> **Passage provided**:
# pre-embargo cigars



## LSUTIGER (Jan 13, 2004)

I have seen pre-embargo cigars for sale on a couple of sites.

Do you guys know if these are any good? The ones from Red Envelope are not cheap, but the ones from MD are.

The smaller pic is the box offered on Red Envelope.










Red Envelope

and MD Cigars


----------



## cashcow (Jul 12, 2003)

These cigars are bullshit. They are old cigars with some pre 1962 Cuban tobacco but they are lousy tobacco, taste like shit, were commercially available through Hollco ubntil a few years ago, and are a complete waste not only of money but of the enjoyment of smoking a good cigar instead.
Gordon


----------



## LSUTIGER (Jan 13, 2004)

I will stay far away from these, thanks!


----------



## Hbooker (Jan 1, 2000)

As Ironic as this sounds - maybe it doesn't sound so funny..
But...
A few of the Classic Lars teten cigars are made with this material. The funny part is that Lars doesn't tell anyone... 

As their distributor I certainly wish they did release the info.

hbooker


----------



## smokemifyagotem (Mar 12, 2003)

I have never had a "pre-embargo" cigar that was anywhere near being good. u


----------



## JFizzle (Jul 17, 2003)

I think all that pre-embargo stuff is BS. Think about it, we have discussions all the time about maintaining proper humidity and all that, and there has been tobacco that was found sitting for 60 years in some warehouse and its okay?


----------



## MADURO_MAS_DURO (Jan 1, 2000)

What embargo? There's an EMBARGO?


----------



## seagarsmoker (Jan 1, 2000)

LMAO @ Jess!

Ditto what cashcow said.


----------



## Matt R (Dec 12, 1997)

These are not "real" pre-embargo cigars. If they were not rolled and boxed prior to 1963, then they are not pre-embargo. I've had several "real" pre-embargo cigars, some as old as 1926. I've had old Partagas from the late 50's and a few others I can't think of right now. Very expensive and for the most part, very lousy tasting. The flavor is just gone.


----------



## cashcow (Jul 12, 2003)

1961 Hoyo DC Excellent!
1951 Romeo Churchill Excellent!
1940's Bock Panatella Excellent!
1962 Upmann Cristale Excellent!
I have had other also that I thought were awful including the Flor de Farach and there is no way these things are worth the kind of money they bring but some of them are very good.


----------



## hogg (Oct 13, 2003)

cashcow said:


> *1961 Hoyo DC Excellent!
> 1951 Romeo Churchill Excellent!
> 1940's Bock Panatella Excellent!
> 1962 Upmann Cristale Excellent!
> *


Yea but we're talking about cigars we are smoking NOW, not when we were in high school. 

Jus' kidding, I know MoTheMan's jealous!


----------



## Matt R (Dec 12, 1997)

cashcow said:


> *1961 Hoyo DC Excellent!
> 1951 Romeo Churchill Excellent!
> 1940's Bock Panatella Excellent!
> 1962 Upmann Cristale Excellent!

> **Source data**:
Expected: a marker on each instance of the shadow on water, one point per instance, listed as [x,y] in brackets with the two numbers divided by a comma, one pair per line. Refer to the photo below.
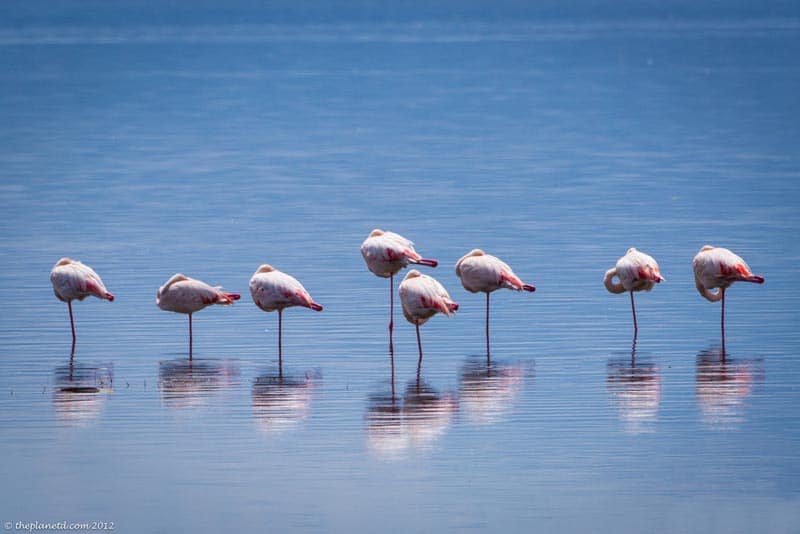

> **Exercise A**:
Answer these about the pre-embargo cigar thread:
(i) Of the two sites LSUTIGER mentions, which one sells the pricier cigars?
(ii) According to cashcow's first post, through what company were these cigars commercially available until a few years ago?
(iii) What year does Matt R give for the oldest "real" pre-embargo cigar he has had?
> **Exercise B**: Restate word for word the part of the pre-embargo cigar thread starting with "These cigars are" and going on through "from these, thanks!".
> **Exercise C**: From cashcow's second post in the pre-embargo cigar thread, list every cigar he calls excellent, with the year he gives for each.

> **Task solution A**:
(i) Red Envelope
(ii) Hollco
(iii) 1926

> **Task solution B**:
These cigars are bullshit. They are old cigars with some pre 1962 Cuban tobacco but they are lousy tobacco, taste like shit, were commercially available through Hollco ubntil a few years ago, and are a complete waste not only of money but of the enjoyment of smoking a good cigar instead.
Gordon


----------



## LSUTIGER (Jan 13, 2004)

I will stay far away from these, thanks!

> **Task solution C**:
1961 Hoyo DC
1951 Romeo Churchill
1940's Bock Panatella
1962 Upmann Cristale